>> BEGIN Article
On 1/27/22 7:10 AM, Shung-Hsi Yu wrote:
Hi, We recently run into module load failure related to split BTF on openSUSE Tumbleweed[1], which I believe is something that may also happen on other rolling distros. The error looks like the follow (though failure is not limited to ipheth) BPF:[103111] STRUCT BPF:size=152 vlen=2 BPF: BPF:Invalid name BPF: failed to validate module [ipheth] BTF: -22 The error comes down to trying to load BTF of *kernel modules from a different build* than the runtime kernel (but the source is the same), where the base BTF of the two build is different. While it may be too far stretched to call this a bug, solving this might make BTF adoption easier. I'd natively think that we could further split base BTF into two part to avoid this issue, where .BTF only contain exported types, and the other (still residing in vmlinux) holds the unexported types.
What is the exported types? The types used by export symbols? This for sure will increase btf handling complexity.
Does that sound like something reasonable to work on? ## Root case (in case anyone is interested in a verbose version) On openSUSE Tumbleweed there can be several builds of the same source. Since the source is the same, the binaries are simply replaced when a package with a larger build number is installed during upgrade. In our case, a rebuild is triggered[2], and resulted in changes in base BTF. More precisely, the BTF_KIND_FUNC{,_PROTO} of i2c_smbus_check_pec(u8 cpec, struct i2c_msg *msg) and inet_lhash2_bucket_sk(struct inet_hashinfo *h, struct sock *sk) was added to the base BTF of 5.15.12-1.3. Those functions are previously missing in base BTF of 5.15.12-1.1.
>> END Article
>> BEGIN Dataset entries
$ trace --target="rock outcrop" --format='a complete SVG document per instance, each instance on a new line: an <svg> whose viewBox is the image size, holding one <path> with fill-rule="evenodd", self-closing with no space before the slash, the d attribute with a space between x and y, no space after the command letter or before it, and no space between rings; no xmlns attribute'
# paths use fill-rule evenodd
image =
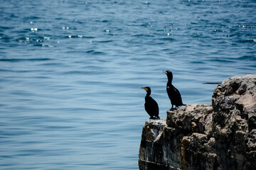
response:
<svg viewBox="0 0 256 170"><path fill-rule="evenodd" d="M255 169L255 128L256 75L230 77L215 88L211 104L146 121L139 169Z"/></svg>

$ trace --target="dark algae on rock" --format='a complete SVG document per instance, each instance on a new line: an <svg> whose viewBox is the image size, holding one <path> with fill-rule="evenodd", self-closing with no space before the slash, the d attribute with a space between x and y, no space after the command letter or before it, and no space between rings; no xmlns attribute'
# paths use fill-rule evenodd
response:
<svg viewBox="0 0 256 170"><path fill-rule="evenodd" d="M139 169L255 169L256 75L224 80L212 101L146 120Z"/></svg>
>> END Dataset entries
* **Request**: In the thread, why do kernel modules on openSUSE Tumbleweed fail BTF validation at load time? Answer in one to three sentences.

* **Complete response**: The module's BTF comes from a different build than the running kernel, and although the source is the same, the base BTF of the two builds differs. A triggered rebuild added the BTF_KIND_FUNC{,_PROTO} of i2c_smbus_check_pec and inet_lhash2_bucket_sk to the base BTF of 5.15.12-1.3, which the base BTF of 5.15.12-1.1 lacked.